_Work to do_
Can you convert the rows below into a JSON list of strings, with one string per line and blank lines omitted?

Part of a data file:
━━━━━━━━━━━━━━━━

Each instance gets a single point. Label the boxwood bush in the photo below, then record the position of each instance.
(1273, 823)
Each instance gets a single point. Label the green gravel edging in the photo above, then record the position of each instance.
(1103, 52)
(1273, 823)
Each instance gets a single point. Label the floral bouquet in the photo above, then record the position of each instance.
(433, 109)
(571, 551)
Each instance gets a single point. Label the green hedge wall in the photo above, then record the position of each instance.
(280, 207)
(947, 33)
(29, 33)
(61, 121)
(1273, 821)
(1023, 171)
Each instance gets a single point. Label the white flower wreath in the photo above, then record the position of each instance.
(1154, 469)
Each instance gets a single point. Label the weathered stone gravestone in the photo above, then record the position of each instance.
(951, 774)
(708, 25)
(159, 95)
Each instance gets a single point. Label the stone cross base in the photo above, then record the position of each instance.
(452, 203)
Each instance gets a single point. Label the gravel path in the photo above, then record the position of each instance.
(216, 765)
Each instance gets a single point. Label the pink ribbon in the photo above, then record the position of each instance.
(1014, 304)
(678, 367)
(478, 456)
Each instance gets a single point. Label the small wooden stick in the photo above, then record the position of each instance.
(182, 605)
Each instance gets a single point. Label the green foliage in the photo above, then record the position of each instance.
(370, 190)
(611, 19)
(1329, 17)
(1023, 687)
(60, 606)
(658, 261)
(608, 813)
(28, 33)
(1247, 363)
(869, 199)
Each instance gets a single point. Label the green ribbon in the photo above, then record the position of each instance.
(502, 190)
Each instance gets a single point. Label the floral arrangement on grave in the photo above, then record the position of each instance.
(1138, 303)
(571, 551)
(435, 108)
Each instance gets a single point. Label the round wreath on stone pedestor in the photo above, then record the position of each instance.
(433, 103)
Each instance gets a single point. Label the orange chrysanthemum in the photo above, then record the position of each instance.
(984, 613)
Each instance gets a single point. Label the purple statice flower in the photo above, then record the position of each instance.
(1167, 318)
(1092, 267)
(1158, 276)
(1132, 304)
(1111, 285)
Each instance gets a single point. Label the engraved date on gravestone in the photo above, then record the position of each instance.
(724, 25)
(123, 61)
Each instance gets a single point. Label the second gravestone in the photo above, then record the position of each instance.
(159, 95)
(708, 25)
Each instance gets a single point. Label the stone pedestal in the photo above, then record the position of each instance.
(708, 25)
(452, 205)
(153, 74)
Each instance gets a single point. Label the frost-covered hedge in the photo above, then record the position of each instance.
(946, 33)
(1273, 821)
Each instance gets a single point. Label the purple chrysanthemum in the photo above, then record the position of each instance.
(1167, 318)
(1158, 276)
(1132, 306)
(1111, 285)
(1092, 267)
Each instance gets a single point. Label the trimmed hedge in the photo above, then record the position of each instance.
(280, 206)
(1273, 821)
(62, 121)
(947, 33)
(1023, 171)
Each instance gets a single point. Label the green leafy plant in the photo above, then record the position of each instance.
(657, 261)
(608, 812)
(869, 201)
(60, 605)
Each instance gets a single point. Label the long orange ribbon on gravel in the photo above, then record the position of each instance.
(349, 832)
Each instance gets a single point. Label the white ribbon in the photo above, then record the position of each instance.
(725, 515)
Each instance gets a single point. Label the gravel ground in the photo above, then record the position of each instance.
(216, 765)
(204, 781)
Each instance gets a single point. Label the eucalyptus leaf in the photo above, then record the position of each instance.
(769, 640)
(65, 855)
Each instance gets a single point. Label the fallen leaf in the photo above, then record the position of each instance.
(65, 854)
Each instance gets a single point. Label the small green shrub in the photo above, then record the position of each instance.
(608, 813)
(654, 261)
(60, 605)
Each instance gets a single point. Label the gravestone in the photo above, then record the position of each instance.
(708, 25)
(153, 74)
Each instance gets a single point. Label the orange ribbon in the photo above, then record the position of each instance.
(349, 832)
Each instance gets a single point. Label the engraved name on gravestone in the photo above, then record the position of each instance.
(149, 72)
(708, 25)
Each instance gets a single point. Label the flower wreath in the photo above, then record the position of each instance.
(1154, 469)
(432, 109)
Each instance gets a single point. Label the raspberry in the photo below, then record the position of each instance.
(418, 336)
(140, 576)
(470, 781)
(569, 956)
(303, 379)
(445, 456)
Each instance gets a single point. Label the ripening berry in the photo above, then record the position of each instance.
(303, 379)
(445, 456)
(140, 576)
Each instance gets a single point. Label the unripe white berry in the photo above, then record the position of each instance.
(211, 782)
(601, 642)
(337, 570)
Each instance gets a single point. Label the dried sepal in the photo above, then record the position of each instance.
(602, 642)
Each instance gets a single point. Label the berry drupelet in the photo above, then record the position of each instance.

━━━━━━━━━━━━━━━━

_Result of this exercise_
[
  "Each instance gets a single point. Label the boxwood bush in the photo below, then record the position of each instance.",
  "(1273, 823)",
  "Each instance gets a single point. Label the green gravel edging in the photo above, then record the position of each instance.",
  "(1103, 52)",
  "(1273, 823)",
  "Each instance gets a single point. Label the floral bouquet in the photo above, then record the position of each instance.",
  "(433, 109)",
  "(571, 551)",
  "Each instance gets a single point. Label the green hedge wall in the photo above, then record the position of each instance.",
  "(280, 207)",
  "(947, 33)",
  "(29, 33)",
  "(61, 121)",
  "(1273, 821)",
  "(1023, 171)",
  "Each instance gets a single point. Label the white flower wreath in the photo above, then record the position of each instance.",
  "(1154, 469)",
  "Each instance gets a single point. Label the weathered stone gravestone in the photo above, then record the position of each instance.",
  "(951, 774)",
  "(708, 25)",
  "(159, 95)",
  "Each instance gets a single point. Label the stone cross base in the photo above, then record the position of each instance.",
  "(452, 203)",
  "Each instance gets a single point. Label the gravel path in the photo above, then record the position of each instance.",
  "(216, 765)",
  "Each instance gets a single point. Label the pink ribbon in the photo above, then record the position of each instance.",
  "(1014, 304)",
  "(678, 367)",
  "(478, 456)",
  "Each instance gets a single point. Label the small wooden stick in the photo above, then record the position of each instance.",
  "(182, 605)",
  "Each instance gets a single point. Label the green foliage in the photo above, then record the position of each instance.",
  "(370, 190)",
  "(611, 19)",
  "(1329, 17)",
  "(1023, 687)",
  "(60, 606)",
  "(658, 261)",
  "(608, 813)",
  "(28, 33)",
  "(1247, 363)",
  "(869, 199)",
  "Each instance gets a single point. Label the green ribbon in the photo above, then record the position of each instance.",
  "(502, 190)",
  "Each instance gets a single point. Label the floral arrangement on grave in the photo above, then record the position of each instance.",
  "(1138, 303)",
  "(571, 551)",
  "(435, 108)",
  "Each instance gets a single point. Label the round wreath on stone pedestor in the photo above, then record the position of each instance.",
  "(433, 103)",
  "Each instance gets a single point. Label the orange chrysanthemum in the photo above, then record the position of each instance.",
  "(984, 613)",
  "Each instance gets a single point. Label the purple statice flower in the photo above, then record the position of each instance.",
  "(1167, 318)",
  "(1092, 267)",
  "(1158, 276)",
  "(1132, 304)",
  "(1111, 285)",
  "Each instance gets a single point. Label the engraved date on gravestone in the photo above, then record the position of each instance.",
  "(724, 25)",
  "(123, 61)",
  "Each instance gets a single point. Label the second gravestone in the photo above, then record the position of each instance.",
  "(159, 95)",
  "(708, 25)",
  "Each instance gets a single point. Label the stone pedestal in the photo above, then record the position of each instance.",
  "(708, 25)",
  "(452, 205)",
  "(153, 74)",
  "Each instance gets a single point. Label the frost-covered hedge in the photo above, then record the position of each instance.",
  "(946, 33)",
  "(1273, 821)",
  "Each instance gets a single point. Label the purple chrysanthemum in the photo above, then record the position of each instance.",
  "(1167, 318)",
  "(1158, 276)",
  "(1132, 306)",
  "(1111, 285)",
  "(1092, 267)",
  "Each instance gets a single point. Label the trimmed hedge in the photo above, then record the position of each instance.",
  "(280, 206)",
  "(1273, 821)",
  "(62, 121)",
  "(947, 33)",
  "(1023, 171)",
  "Each instance gets a single point. Label the green leafy plant in the photo above, then record the position of each instance.",
  "(657, 261)",
  "(608, 812)",
  "(869, 201)",
  "(60, 605)",
  "Each instance gets a single point. Label the long orange ribbon on gravel in the photo above, then record the position of each instance.",
  "(349, 832)",
  "Each instance gets a single point. Label the white ribbon in the photo above, then record the position of each instance.",
  "(725, 515)",
  "Each instance gets a single point. Label the gravel ground in the photo above, then record the position of each instance.",
  "(216, 765)",
  "(204, 781)",
  "Each instance gets a single point. Label the eucalyptus leaf in the photo above, then record the position of each instance.",
  "(769, 640)",
  "(65, 855)",
  "Each instance gets a single point. Label the fallen leaf in the photo above, then record the position of each instance.",
  "(65, 854)",
  "Each instance gets a single point. Label the small green shrub in the photo above, then record the position of each instance.",
  "(608, 813)",
  "(654, 261)",
  "(60, 605)",
  "Each instance gets a single point. Label the gravestone in the photo above, then record the position of each instance.",
  "(708, 25)",
  "(153, 74)",
  "Each instance gets a single point. Label the orange ribbon in the photo above, then record the position of each instance.",
  "(349, 832)",
  "Each instance gets a single point. Label the engraved name on gravestone in the photo above, then record the position of each instance.",
  "(149, 72)",
  "(708, 25)",
  "Each instance gets a single point. Label the flower wreath in the photo above, then record the position of each instance.",
  "(1154, 469)",
  "(432, 109)",
  "Each instance gets a single point. Label the raspberry in the photo below, then record the position of each instance.",
  "(418, 336)",
  "(140, 576)",
  "(470, 781)",
  "(569, 956)",
  "(303, 379)",
  "(445, 456)",
  "Each instance gets a single point. Label the ripening berry in the photo above, then record the position of each instance.",
  "(303, 379)",
  "(445, 456)",
  "(140, 576)",
  "Each instance gets a single point. Label the unripe white berry in the photo above, then record the position of each instance.",
  "(211, 782)",
  "(601, 642)",
  "(337, 570)",
  "Each instance gets a single point. Label the dried sepal in the photo above, then record the position of each instance.",
  "(602, 642)",
  "Each instance gets a single point. Label the berry drupelet in the photo above, then record the position of each instance."
]